How to complete this task
Please list each distinct percentage figure that appears in the online retail news brief below, naming each figure only once.

Start of Selected extract

Home › IMRG Blog › Online retail news in brief (16 May 2018)
By IMRG
In case you missed them, we’ve pulled together a few online retail news highlights from around the web this week.
Here are some of the latest stories in online retail.
April 2018 chose to follow the example of its predecessors and rain. Wet conditions last month drove shoppers away from stores, according to BRC-Springboard figures.
Footfall fell 3.3%, in contrast to the 1.6% it grew in 2017.
Diane Wehrle, Springboard marketing and insights director: “Much could be made of the adverse impact on April's footfall of Easter shifting to March, but even looking at March and April together - so smoothing this out - still demonstrates that footfall has plummeted. A 3.3% drop in April, following on from 6 per cent in March, resulted in an unprecedented drop of 4.8% over the two months. Not since the depths of recession in 2009, has footfall over March and April declined to such a degree, and even then the drop was less severe at 3.8 %.”

End of Selected extract
Start of Listed records

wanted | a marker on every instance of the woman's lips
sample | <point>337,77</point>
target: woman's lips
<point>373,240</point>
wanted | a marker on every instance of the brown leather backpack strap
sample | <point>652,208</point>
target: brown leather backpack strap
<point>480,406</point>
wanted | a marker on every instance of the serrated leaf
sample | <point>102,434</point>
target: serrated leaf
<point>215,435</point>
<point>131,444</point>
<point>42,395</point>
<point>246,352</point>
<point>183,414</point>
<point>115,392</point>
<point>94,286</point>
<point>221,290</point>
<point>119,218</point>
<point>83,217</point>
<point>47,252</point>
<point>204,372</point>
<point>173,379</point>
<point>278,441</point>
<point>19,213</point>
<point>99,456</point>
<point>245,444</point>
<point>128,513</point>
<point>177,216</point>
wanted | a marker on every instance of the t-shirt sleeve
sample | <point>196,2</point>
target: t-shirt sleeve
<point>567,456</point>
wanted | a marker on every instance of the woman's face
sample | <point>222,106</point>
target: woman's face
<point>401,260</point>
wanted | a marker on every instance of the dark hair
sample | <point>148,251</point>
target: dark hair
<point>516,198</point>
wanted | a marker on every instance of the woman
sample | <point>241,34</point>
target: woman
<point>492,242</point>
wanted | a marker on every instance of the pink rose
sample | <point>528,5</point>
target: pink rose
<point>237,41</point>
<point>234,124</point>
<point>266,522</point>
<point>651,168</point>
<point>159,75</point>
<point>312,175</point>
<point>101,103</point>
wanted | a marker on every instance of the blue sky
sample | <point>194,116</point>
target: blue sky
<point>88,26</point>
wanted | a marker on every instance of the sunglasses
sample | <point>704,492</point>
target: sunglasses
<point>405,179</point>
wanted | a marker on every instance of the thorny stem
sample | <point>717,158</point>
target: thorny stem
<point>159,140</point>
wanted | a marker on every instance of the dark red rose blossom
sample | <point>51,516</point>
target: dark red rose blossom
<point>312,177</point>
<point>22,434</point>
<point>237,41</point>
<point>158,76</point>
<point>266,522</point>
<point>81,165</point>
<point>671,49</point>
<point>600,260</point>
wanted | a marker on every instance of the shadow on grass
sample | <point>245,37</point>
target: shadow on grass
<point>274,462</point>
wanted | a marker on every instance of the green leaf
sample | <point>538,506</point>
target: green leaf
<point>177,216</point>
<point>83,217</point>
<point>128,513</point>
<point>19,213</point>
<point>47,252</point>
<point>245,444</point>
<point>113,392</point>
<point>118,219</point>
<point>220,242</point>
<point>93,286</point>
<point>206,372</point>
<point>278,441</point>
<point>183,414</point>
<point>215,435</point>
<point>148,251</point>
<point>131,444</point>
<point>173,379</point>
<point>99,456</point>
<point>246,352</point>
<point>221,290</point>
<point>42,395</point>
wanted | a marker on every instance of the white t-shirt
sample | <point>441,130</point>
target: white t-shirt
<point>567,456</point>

End of Listed records

Result of this exercise
3.3%, 1.6%, 6 per cent, 4.8%, 3.8%